CaTCH: Calculating transcript complexity of human genes

MethodsX. 2024 Apr 4:12:102697. doi: 10.1016/j.mex.2024.102697. eCollection 2024 Jun.

Abstract

The findings based on whole transcriptome sequencing suggest that alternative splicing occurs in approximately 95% of human multi-exon genes, thus, playing a crucial role in promoting proteome diversity. According to the latest GENCODE annotations, most genes have less than four transcripts, positively correlating with the number of exons. Thus, it is more accurate to measure the splice variant efficiency of a gene with respect to the number of exons, which is a measure of Transcript Complexity (TC). In addition to that, the theoretical number of transcripts is substantially higher than the actual number of transcripts produced by Alternative Splicing Events, and the features restricting this phenomenon need to be explored. In this method, we have extracted the data of various features contributing to TC from different databases. Linear regression is used to identify the determinant features and to train and test the model of TC. The results indicate that exon length is the determining feature of TC, followed by coding potential, presence of chromatin signature, and 5' splice site dinucleotide, all of which negatively affect a gene's TC, except exon length. To further classify the genes based on TC, random forest is used to identify the determinant features.•The splicing efficiency of a gene can be inferred by the transcript complexity, which is the number of transcripts per exon.•CaTCH is a linear regression-based model to calculate the transcript complexity of human genes, which can be calculated from the exon length, coding potentiality, presence of chromatin signature/s, and 5' splice site dinucleotide.

Keywords: Alternative splicing; CaTCH; Linear Regression; Random Forest; Transcript complexit.

» **EXERCISE AIM**
Answer these questions from the CaTCH abstract:
(a) In approximately what percentage of human multi-exon genes does alternative splicing occur, according to findings from whole transcriptome sequencing?
(b) Which feature does the abstract name as the determining feature of transcript complexity?
(c) Which method is used to identify the determinant features when classifying genes based on transcript complexity?

» **ENTRIES SHOWN**
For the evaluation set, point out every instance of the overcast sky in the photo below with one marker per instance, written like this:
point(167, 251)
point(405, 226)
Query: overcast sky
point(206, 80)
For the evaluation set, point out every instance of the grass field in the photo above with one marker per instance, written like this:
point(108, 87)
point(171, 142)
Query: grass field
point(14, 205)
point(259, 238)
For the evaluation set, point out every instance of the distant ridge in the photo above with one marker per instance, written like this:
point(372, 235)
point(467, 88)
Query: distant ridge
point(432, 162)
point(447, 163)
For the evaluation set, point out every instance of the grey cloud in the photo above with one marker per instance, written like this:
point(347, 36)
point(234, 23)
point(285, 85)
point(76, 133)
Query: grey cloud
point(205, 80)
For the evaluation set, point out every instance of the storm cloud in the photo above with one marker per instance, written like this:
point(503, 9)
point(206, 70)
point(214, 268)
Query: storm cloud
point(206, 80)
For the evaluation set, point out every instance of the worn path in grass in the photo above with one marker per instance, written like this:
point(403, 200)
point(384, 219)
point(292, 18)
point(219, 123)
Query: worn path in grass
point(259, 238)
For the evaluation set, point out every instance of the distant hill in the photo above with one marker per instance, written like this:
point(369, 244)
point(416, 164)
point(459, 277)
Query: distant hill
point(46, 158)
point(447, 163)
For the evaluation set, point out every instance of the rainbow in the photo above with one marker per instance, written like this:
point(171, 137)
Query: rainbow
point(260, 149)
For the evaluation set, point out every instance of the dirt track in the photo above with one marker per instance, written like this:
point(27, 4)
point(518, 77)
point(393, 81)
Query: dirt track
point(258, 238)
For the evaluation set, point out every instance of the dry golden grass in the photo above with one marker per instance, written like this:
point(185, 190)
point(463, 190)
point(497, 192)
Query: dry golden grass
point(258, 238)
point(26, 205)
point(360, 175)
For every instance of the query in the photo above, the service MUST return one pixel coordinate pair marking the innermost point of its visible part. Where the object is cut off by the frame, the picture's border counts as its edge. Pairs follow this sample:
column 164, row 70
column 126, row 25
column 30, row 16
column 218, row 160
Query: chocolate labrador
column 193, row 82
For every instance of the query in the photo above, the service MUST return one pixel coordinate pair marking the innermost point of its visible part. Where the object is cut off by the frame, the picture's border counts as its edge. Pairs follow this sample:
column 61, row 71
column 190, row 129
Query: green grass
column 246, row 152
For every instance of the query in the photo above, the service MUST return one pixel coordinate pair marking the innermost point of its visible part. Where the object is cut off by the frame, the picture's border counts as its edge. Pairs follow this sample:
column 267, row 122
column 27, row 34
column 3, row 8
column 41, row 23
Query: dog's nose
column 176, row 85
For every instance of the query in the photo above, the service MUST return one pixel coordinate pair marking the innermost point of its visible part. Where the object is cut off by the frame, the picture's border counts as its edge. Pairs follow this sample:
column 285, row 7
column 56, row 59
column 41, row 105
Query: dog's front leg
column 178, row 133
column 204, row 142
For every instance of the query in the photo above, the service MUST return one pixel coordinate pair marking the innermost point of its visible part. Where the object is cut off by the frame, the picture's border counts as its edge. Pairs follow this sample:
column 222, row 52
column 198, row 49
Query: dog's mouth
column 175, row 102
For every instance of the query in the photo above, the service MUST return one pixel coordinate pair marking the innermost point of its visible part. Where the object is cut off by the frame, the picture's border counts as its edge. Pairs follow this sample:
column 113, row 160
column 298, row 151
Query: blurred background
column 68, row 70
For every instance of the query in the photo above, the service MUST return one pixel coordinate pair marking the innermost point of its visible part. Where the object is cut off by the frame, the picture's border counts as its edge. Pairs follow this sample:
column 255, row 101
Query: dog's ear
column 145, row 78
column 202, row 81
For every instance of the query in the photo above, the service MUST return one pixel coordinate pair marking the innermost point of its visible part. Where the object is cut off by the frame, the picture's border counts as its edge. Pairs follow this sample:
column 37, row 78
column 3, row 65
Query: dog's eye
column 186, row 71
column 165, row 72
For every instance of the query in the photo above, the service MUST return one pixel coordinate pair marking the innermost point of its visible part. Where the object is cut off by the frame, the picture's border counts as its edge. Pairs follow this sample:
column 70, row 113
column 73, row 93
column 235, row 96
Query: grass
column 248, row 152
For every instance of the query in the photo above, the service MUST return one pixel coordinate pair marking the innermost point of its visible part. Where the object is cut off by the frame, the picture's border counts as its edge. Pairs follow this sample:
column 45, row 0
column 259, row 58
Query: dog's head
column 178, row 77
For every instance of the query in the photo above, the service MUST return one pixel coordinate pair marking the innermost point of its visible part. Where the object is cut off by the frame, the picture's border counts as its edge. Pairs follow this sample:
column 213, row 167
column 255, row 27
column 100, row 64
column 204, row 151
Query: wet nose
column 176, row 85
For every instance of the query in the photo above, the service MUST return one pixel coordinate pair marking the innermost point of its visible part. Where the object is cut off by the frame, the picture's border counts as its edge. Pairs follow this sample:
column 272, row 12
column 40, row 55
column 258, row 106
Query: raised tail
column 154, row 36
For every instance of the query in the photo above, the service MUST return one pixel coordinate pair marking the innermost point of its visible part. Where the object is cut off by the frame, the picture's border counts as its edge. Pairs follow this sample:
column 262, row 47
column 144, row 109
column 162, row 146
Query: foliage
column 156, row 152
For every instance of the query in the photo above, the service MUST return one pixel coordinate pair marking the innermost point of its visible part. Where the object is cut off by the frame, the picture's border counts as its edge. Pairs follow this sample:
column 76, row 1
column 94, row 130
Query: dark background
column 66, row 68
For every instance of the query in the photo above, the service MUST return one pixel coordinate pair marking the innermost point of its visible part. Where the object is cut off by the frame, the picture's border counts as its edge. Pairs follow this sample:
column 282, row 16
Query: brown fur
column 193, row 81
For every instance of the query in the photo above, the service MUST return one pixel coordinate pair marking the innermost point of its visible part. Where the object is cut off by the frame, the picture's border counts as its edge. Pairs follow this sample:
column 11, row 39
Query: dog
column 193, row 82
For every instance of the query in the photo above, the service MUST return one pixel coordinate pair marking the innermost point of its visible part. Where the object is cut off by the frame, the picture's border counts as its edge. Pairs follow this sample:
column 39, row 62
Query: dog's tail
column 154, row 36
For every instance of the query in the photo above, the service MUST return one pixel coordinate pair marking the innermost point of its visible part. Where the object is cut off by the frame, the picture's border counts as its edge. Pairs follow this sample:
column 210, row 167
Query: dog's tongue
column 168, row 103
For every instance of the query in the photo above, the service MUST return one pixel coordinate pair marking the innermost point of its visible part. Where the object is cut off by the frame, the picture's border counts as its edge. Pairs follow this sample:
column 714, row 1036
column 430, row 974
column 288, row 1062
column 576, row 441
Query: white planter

» **SOLVED PROBLEM**
(a) Approximately 95%.
(b) Exon length.
(c) Random forest.